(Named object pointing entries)
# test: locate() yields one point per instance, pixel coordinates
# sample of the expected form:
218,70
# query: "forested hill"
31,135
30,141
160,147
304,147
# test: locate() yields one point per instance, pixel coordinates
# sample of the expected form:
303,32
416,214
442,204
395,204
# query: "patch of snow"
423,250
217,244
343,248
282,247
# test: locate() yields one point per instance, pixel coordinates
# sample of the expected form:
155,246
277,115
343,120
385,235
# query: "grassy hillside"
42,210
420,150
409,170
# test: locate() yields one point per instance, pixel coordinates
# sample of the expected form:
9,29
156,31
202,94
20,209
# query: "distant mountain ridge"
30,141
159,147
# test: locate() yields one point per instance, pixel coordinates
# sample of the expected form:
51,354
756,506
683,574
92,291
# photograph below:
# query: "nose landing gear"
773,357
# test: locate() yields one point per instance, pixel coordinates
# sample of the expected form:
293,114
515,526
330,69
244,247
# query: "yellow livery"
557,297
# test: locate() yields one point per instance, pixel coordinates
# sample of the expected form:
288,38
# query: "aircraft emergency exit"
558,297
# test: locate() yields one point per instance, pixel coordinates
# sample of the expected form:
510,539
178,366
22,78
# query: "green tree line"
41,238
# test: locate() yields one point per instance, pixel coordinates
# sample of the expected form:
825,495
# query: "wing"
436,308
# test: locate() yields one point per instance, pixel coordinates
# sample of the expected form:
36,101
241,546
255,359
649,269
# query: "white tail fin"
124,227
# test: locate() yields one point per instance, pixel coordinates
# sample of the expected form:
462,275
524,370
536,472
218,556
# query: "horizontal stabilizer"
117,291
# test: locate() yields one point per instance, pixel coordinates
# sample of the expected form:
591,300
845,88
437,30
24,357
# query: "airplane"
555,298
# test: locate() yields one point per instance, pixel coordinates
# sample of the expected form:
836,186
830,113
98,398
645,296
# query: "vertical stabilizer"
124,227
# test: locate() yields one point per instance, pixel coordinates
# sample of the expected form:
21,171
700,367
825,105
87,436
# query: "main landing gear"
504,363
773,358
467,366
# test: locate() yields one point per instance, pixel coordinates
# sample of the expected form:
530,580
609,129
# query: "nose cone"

Directions
Write out every line of the material again, exactly as it reads.

Exercise solution
# test: locate() yields one point per instance, pixel coordinates
# sample of the expected form:
218,70
# query: "forested hill"
31,135
30,141
160,147
304,147
# test: locate() yields one point per instance, pixel coordinates
# sample of the expected form:
303,32
416,214
442,204
395,204
# query: "patch of snow"
423,250
217,244
343,248
282,247
# test: locate() yields one point per instance, pixel coordinates
# sample of the expected form:
155,246
277,115
343,120
385,235
# query: "grassy hillside"
42,210
420,150
409,170
# test: locate() yields one point per instance, pixel coordinates
# sample of the expected form:
9,29
156,31
202,94
20,209
# query: "distant mountain ridge"
30,141
159,147
# test: locate() yields one point per instance, pixel coordinates
# sample of the expected form:
51,354
756,506
683,574
92,291
# photograph below:
# query: "nose landing gear"
773,357
# test: locate() yields one point per instance, pixel coordinates
# sample of the expected form:
293,114
515,526
330,69
244,247
# query: "yellow livery"
557,297
# test: locate() yields one point per instance, pixel coordinates
# sample of the expected form:
288,38
# query: "aircraft emergency exit"
558,297
# test: locate() yields one point per instance, pixel coordinates
# sample of the expected form:
510,539
178,366
22,78
# query: "green tree line"
41,238
# test: locate() yields one point per instance, pixel coordinates
# sample of the expected form:
825,495
# query: "wing"
436,308
# test: locate() yields one point per instance, pixel coordinates
# sample of the expected form:
36,101
241,546
255,359
649,269
# query: "white tail fin"
124,227
# test: locate() yields one point per instance, pixel coordinates
# sample of the expected form:
462,275
524,370
536,472
218,556
# query: "horizontal stabilizer"
117,291
# test: locate() yields one point per instance, pixel coordinates
# sample of the expected form:
591,300
845,88
437,30
24,357
# query: "airplane"
555,298
# test: locate() yields one point per instance, pixel coordinates
# sample of the expected form:
836,186
830,113
98,398
645,296
# query: "vertical stabilizer"
124,227
# test: locate() yields one point per instance, pixel coordinates
# sample of the expected form:
21,171
700,367
825,105
87,436
# query: "main landing gear"
504,363
773,358
467,366
# test: locate() yields one point per instance, pixel coordinates
# sample of the expected form:
530,580
609,129
# query: "nose cone"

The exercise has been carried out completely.